## DIRECTIVE
Rewrite the part of the records that opens with the line containing "Where can you see the green foliage" and runs to the end of the records, both ends included, as a JSON list of strings with one string per line and no blank lines. Leave the pictures out of the list.

## EXTRACTED INFORMATION
-----

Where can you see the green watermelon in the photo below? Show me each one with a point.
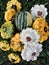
(23, 20)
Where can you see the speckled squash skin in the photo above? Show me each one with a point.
(23, 20)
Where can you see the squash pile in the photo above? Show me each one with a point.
(19, 20)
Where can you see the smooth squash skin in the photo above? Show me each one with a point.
(7, 30)
(23, 20)
(4, 45)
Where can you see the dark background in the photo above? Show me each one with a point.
(43, 59)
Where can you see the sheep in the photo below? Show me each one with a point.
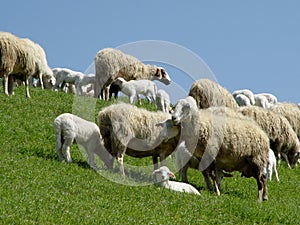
(247, 93)
(272, 166)
(229, 144)
(291, 112)
(88, 79)
(134, 131)
(64, 76)
(242, 100)
(134, 88)
(20, 59)
(208, 93)
(69, 128)
(161, 178)
(112, 63)
(262, 101)
(162, 101)
(283, 139)
(272, 99)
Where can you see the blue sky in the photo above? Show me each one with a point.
(246, 44)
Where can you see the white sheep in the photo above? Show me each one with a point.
(66, 76)
(247, 93)
(242, 100)
(161, 178)
(86, 80)
(112, 63)
(272, 99)
(226, 143)
(69, 128)
(134, 88)
(20, 59)
(272, 166)
(262, 101)
(127, 129)
(163, 100)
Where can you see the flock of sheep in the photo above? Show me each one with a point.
(211, 130)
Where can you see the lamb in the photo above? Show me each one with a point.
(88, 79)
(242, 100)
(112, 63)
(161, 178)
(134, 88)
(291, 112)
(283, 139)
(20, 59)
(134, 131)
(208, 93)
(227, 144)
(272, 166)
(162, 101)
(262, 101)
(246, 92)
(64, 76)
(69, 128)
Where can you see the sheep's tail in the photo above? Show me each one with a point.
(58, 138)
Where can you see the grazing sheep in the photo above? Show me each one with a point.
(291, 112)
(128, 129)
(283, 139)
(245, 92)
(88, 79)
(208, 93)
(69, 128)
(262, 101)
(161, 178)
(242, 100)
(229, 144)
(134, 88)
(162, 101)
(66, 76)
(112, 63)
(20, 59)
(272, 166)
(272, 99)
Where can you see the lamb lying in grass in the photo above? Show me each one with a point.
(134, 88)
(69, 128)
(161, 178)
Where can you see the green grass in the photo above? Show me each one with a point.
(35, 188)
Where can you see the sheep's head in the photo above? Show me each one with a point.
(183, 109)
(162, 76)
(162, 174)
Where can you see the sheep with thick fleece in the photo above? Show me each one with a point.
(208, 93)
(242, 100)
(231, 144)
(127, 129)
(112, 63)
(246, 92)
(134, 88)
(272, 166)
(283, 139)
(163, 100)
(20, 59)
(161, 178)
(291, 112)
(65, 76)
(88, 79)
(69, 128)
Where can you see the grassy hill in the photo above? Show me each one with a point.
(35, 188)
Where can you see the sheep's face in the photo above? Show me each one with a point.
(162, 76)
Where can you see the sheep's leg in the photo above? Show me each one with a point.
(27, 88)
(120, 156)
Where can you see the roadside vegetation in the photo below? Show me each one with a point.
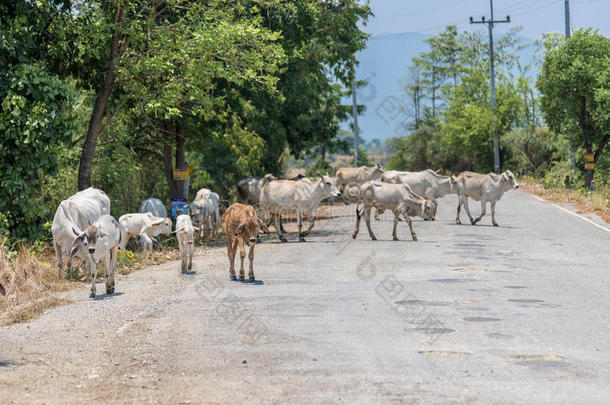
(117, 94)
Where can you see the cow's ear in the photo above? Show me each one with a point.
(263, 226)
(240, 228)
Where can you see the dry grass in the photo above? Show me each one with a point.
(29, 278)
(598, 202)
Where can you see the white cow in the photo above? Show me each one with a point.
(144, 225)
(73, 216)
(299, 196)
(154, 206)
(184, 233)
(485, 188)
(399, 198)
(101, 241)
(205, 211)
(249, 189)
(427, 183)
(356, 176)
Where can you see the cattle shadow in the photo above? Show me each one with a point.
(102, 297)
(248, 282)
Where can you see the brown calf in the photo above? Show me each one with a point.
(242, 226)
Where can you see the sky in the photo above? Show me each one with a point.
(399, 28)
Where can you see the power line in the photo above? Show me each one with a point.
(490, 24)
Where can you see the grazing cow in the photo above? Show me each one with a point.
(184, 233)
(154, 206)
(300, 196)
(242, 227)
(102, 240)
(485, 188)
(144, 225)
(205, 211)
(356, 176)
(398, 198)
(73, 216)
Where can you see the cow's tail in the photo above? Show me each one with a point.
(242, 192)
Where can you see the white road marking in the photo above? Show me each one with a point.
(571, 213)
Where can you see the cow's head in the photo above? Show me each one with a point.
(87, 239)
(163, 225)
(509, 180)
(378, 171)
(249, 229)
(328, 186)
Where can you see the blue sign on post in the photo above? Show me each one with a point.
(178, 206)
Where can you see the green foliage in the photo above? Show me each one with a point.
(575, 86)
(534, 150)
(36, 121)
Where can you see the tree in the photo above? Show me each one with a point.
(36, 106)
(575, 86)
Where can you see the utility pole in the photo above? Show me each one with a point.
(355, 117)
(490, 24)
(567, 18)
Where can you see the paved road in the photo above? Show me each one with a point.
(477, 314)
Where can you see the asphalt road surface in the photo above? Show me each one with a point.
(467, 314)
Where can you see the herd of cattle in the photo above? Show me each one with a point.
(83, 227)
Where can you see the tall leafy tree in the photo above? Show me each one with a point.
(575, 86)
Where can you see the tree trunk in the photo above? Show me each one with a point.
(93, 132)
(174, 133)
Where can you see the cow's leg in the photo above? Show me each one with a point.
(465, 202)
(242, 256)
(312, 222)
(107, 269)
(231, 254)
(300, 225)
(408, 218)
(493, 214)
(110, 277)
(396, 215)
(251, 264)
(367, 219)
(60, 259)
(483, 205)
(93, 276)
(276, 225)
(281, 224)
(358, 218)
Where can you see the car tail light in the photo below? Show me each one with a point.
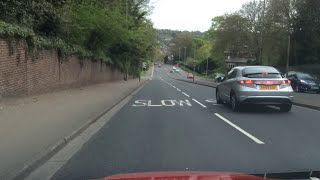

-----

## RESPONSE TO THIS EXERCISE
[
  "Where can you see the green foliage in the photo above? Show me each one with a point.",
  "(575, 86)",
  "(534, 150)",
  "(36, 121)",
  "Where can you see the tree in the photo above? Show me each one with a point.",
  "(36, 106)",
  "(575, 86)",
  "Where can you see the utility pole in the photo above? Show me each one with a point.",
  "(355, 117)",
  "(490, 24)",
  "(567, 18)",
  "Where can you see the paved road in the photo above? Show me each one with a point.",
  "(477, 314)",
  "Where can you see the asphalt road surface in the photo above? Show me each one with a point.",
  "(467, 314)",
  "Where can you see the herd of cattle in the photo above? Show me each one with a point.",
  "(83, 227)",
  "Where can you see the tall leafy tree in the photo above? Show me each one with a point.",
  "(575, 86)",
  "Where can you see the tree trunk in the photo above? Show me each one with a point.",
  "(93, 132)",
  "(174, 133)",
  "Where can you see the cow's leg in the photo above? Show me each one with a point.",
  "(465, 202)",
  "(242, 256)",
  "(312, 222)",
  "(107, 269)",
  "(231, 254)",
  "(300, 225)",
  "(408, 218)",
  "(493, 214)",
  "(110, 277)",
  "(396, 215)",
  "(251, 264)",
  "(367, 219)",
  "(60, 259)",
  "(483, 205)",
  "(93, 276)",
  "(276, 225)",
  "(281, 224)",
  "(358, 218)",
  "Where can you see the car tail light in the photo below? Show me each one with a point."
]